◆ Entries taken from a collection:
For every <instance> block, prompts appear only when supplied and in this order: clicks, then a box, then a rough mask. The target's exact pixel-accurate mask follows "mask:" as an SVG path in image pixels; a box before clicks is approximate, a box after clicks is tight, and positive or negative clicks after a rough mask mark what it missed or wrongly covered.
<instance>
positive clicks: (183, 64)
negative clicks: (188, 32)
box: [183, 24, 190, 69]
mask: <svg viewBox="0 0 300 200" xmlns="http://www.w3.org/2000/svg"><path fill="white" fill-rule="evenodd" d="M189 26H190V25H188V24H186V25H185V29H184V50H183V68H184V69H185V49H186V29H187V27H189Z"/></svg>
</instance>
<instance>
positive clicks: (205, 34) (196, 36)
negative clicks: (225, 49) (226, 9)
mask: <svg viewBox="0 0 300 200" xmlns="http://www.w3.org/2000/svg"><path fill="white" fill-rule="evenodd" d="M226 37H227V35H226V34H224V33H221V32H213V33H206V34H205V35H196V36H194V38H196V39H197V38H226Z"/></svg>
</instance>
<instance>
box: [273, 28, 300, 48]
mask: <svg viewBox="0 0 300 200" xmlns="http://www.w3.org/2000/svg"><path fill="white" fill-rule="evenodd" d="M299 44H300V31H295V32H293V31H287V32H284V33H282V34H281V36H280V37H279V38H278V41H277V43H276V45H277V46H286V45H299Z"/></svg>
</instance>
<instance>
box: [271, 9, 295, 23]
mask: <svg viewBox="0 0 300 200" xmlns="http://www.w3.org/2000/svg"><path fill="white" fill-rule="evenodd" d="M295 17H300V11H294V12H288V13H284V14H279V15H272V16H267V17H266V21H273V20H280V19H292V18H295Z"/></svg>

◆ Task prompt:
Can you write out every one of the records above, word for word and with nothing changed?

◆ Written answer:
For every <instance> block, prompts appear only when supplied and in this order: clicks, then a box, then a rough mask. The target's exact pixel-accurate mask follows "mask:" as an SVG path in image pixels; a box before clicks is approximate, a box after clicks is tight, and positive or negative clicks after a rough mask mark what it missed or wrongly covered.
<instance>
positive clicks: (183, 64)
negative clicks: (188, 32)
box: [183, 24, 190, 69]
mask: <svg viewBox="0 0 300 200" xmlns="http://www.w3.org/2000/svg"><path fill="white" fill-rule="evenodd" d="M189 26H190V25H188V24H186V25H185V29H184V50H183V68H184V69H185V49H186V29H187V27H189Z"/></svg>
</instance>
<instance>
positive clicks: (205, 34) (196, 36)
negative clicks: (225, 49) (226, 9)
mask: <svg viewBox="0 0 300 200" xmlns="http://www.w3.org/2000/svg"><path fill="white" fill-rule="evenodd" d="M226 37H227V35H226V34H224V33H221V32H213V33H206V34H205V35H196V36H194V38H196V39H197V38H226Z"/></svg>
</instance>
<instance>
box: [273, 28, 300, 48]
mask: <svg viewBox="0 0 300 200" xmlns="http://www.w3.org/2000/svg"><path fill="white" fill-rule="evenodd" d="M299 44H300V31H295V32H293V31H287V32H284V33H282V34H281V36H280V37H279V38H278V41H277V43H276V45H277V46H286V45H299Z"/></svg>
</instance>
<instance>
box: [271, 9, 295, 23]
mask: <svg viewBox="0 0 300 200" xmlns="http://www.w3.org/2000/svg"><path fill="white" fill-rule="evenodd" d="M295 17H300V11H294V12H288V13H284V14H279V15H272V16H267V17H266V21H273V20H280V19H292V18H295Z"/></svg>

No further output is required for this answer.